**Sezione del documento**
Costanti sono stati anche i contatti del Governo italiano con tutte le parti libiche, soprattutto i colloqui che il Presidente del Consiglio ha avuto a Roma con Haftar e al-Sarraj e contiamo di continuare a incontrare altri esponenti libici nei prossimi giorni. Prosegue la nostra azione per valorizzare il ruolo dei Paesi vicini della Libia attraverso un loro coinvolgimento attivo, a partire dal processo di Berlino e dai suoi meccanismi di attuazione.
Dopo la riunione che avevo promosso a margine della Conferenza Rome MED-Mediterranean Dialogues con tutti i Paesi confinanti il 6 dicembre a Roma, più di recente abbiamo avuto incontri in Algeria, lunedì in Tunisia, insieme al Marocco, partner strategici nella regione che possono dare un contributo costruttivo. Grazie al nostro lavoro l’Italia è stata e sarà presente in tutti i formati in cui verranno assunte decisioni relative allo scenario libico.
Ricapitolando, il dialogo con i Paesi confinanti con la Libia per coinvolgerli attivamente nei lavori della Conferenza di Berlino è importante perché è da tenere ben presente che questi Paesi hanno un ruolo cruciale per la Libia, in quanto hanno influenze determinanti su molte delle tribù libiche.
L’invito della settimana scorsa da parte dell’Egitto al Cairo per una riunione di alcuni Paesi interessati al Mediterraneo orientale è stato fondamentale per ribadire un clima di dialogo e stabilire un clima di dialogo in vista della Conferenza di Berlino, e ci ha visto ancora presenti. L’avvio di una consultazione trilaterale con Russia e Turchia circa la questione libica conferma il ruolo centrale che ora viene nuovamente riconosciuto all’Italia e abbiamo promosso il coordinamento dell’Unione europea al suo interno per affrontare questo dossier con una sola voce, e dunque con lo scopo di ridurre le divisioni interne, divisioni che in passato hanno inevitabilmente inciso anche sul ruolo dell’Italia.
Possiamo dire di aver lavorato nelle ultime settimane per essere presenti a tutti i principali tavoli di confronto sulla Libia; questo ci permetterà di favorire il dialogo tra le parti coinvolte, e soprattutto di tutelare i nostri interessi nazionali. Come in Libia, anche nel Golfo permane il rischio preoccupante di un’escalation che avrebbe effetti devastanti per l’intera regione. Dopo una serie di attacchi e provocazioni, il botta e risposta tra Stati Uniti e Iran, con l’uccisione presso l’aeroporto di Baghdad il generale iraniano Soleimani, e il grave attacco iraniano a due basi irachene che ospitano militari della coalizione anti-Daesh dell’8 gennaio, ha generato fortissime tensioni. L’Iraq ha aspramente criticato le circostanze nelle quali il generale Soleimani ha trovato la morte. L’ondata emotiva è stata alla base dell’approvazione di una mozione parlamentare, appoggiata dal Primo Ministro e votata in assenza dall’Aula di sunniti e curdi, che impegna l’Esecutivo a revocare la richiesta di assistenza alla coalizione internazionale per combattere Daesh e a porre fine alla presenza di truppe straniere in territorio iracheno.

**Dati**
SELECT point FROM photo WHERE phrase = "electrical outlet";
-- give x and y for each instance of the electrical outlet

**Sfida**
Stabilisci se ciascuna delle seguenti affermazioni concorda con il testo sulla Libia. Rispondi sì o no e riporta tra virgolette le parole decisive del testo. (a) La riunione con tutti i Paesi confinanti con la Libia si è svolta a Roma il 6 dicembre. (b) La consultazione trilaterale sulla questione libica è stata avviata con Russia e Francia. (c) L'attacco iraniano a due basi irachene è avvenuto l'8 gennaio.

**Risultato esercizio**
(a) Sì: "con tutti i Paesi confinanti il 6 dicembre a Roma".
(b) No: "L’avvio di una consultazione trilaterale con Russia e Turchia circa la questione libica".
(c) Sì: "il grave attacco iraniano a due basi irachene che ospitano militari della coalizione anti-Daesh dell’8 gennaio".